● **Exercise brief**
Turn the data below into a Markdown table with the columns Row and Line. Give each line its own row and number, and leave out blank lines.

● **Records shown**
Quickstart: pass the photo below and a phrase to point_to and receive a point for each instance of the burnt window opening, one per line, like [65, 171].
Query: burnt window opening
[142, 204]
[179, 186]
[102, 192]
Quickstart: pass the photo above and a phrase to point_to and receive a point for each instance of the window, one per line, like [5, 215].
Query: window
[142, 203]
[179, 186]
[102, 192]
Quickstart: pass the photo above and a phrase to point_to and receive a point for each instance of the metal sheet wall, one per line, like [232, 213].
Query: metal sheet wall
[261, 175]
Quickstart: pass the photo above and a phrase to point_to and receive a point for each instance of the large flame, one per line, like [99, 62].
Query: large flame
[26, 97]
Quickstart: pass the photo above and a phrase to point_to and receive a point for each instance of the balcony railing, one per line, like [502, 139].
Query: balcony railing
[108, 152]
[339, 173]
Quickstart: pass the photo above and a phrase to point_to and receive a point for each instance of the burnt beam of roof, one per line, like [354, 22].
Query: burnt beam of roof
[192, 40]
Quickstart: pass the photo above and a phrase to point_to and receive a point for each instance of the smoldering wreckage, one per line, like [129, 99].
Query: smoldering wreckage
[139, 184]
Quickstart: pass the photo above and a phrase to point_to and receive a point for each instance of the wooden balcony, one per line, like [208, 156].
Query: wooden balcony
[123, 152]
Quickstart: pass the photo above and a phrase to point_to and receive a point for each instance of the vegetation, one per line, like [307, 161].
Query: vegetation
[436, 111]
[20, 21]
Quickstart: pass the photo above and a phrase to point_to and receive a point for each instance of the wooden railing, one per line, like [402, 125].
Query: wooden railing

● **Result of this task**
| Row | Line |
|---|---|
| 1 | Quickstart: pass the photo below and a phrase to point_to and receive a point for each instance of the burnt window opening, one per line, like [65, 171]. |
| 2 | Query: burnt window opening |
| 3 | [142, 204] |
| 4 | [179, 186] |
| 5 | [102, 192] |
| 6 | Quickstart: pass the photo above and a phrase to point_to and receive a point for each instance of the window, one per line, like [5, 215]. |
| 7 | Query: window |
| 8 | [142, 203] |
| 9 | [179, 186] |
| 10 | [102, 192] |
| 11 | Quickstart: pass the photo above and a phrase to point_to and receive a point for each instance of the metal sheet wall, one per line, like [232, 213]. |
| 12 | Query: metal sheet wall |
| 13 | [261, 175] |
| 14 | Quickstart: pass the photo above and a phrase to point_to and receive a point for each instance of the large flame, one per line, like [99, 62]. |
| 15 | Query: large flame |
| 16 | [26, 97] |
| 17 | Quickstart: pass the photo above and a phrase to point_to and receive a point for each instance of the balcony railing, one per line, like [502, 139]. |
| 18 | Query: balcony railing |
| 19 | [108, 152] |
| 20 | [339, 173] |
| 21 | Quickstart: pass the photo above and a phrase to point_to and receive a point for each instance of the burnt beam of roof, one per line, like [354, 22]. |
| 22 | Query: burnt beam of roof |
| 23 | [192, 40] |
| 24 | Quickstart: pass the photo above and a phrase to point_to and receive a point for each instance of the smoldering wreckage, one per line, like [129, 99]. |
| 25 | Query: smoldering wreckage |
| 26 | [139, 184] |
| 27 | Quickstart: pass the photo above and a phrase to point_to and receive a point for each instance of the wooden balcony, one per line, like [208, 156]. |
| 28 | Query: wooden balcony |
| 29 | [123, 152] |
| 30 | Quickstart: pass the photo above and a phrase to point_to and receive a point for each instance of the vegetation, one per line, like [307, 161]. |
| 31 | Query: vegetation |
| 32 | [436, 111] |
| 33 | [20, 21] |
| 34 | Quickstart: pass the photo above and a phrase to point_to and receive a point for each instance of the wooden railing, one per line, like [402, 125]. |
| 35 | Query: wooden railing |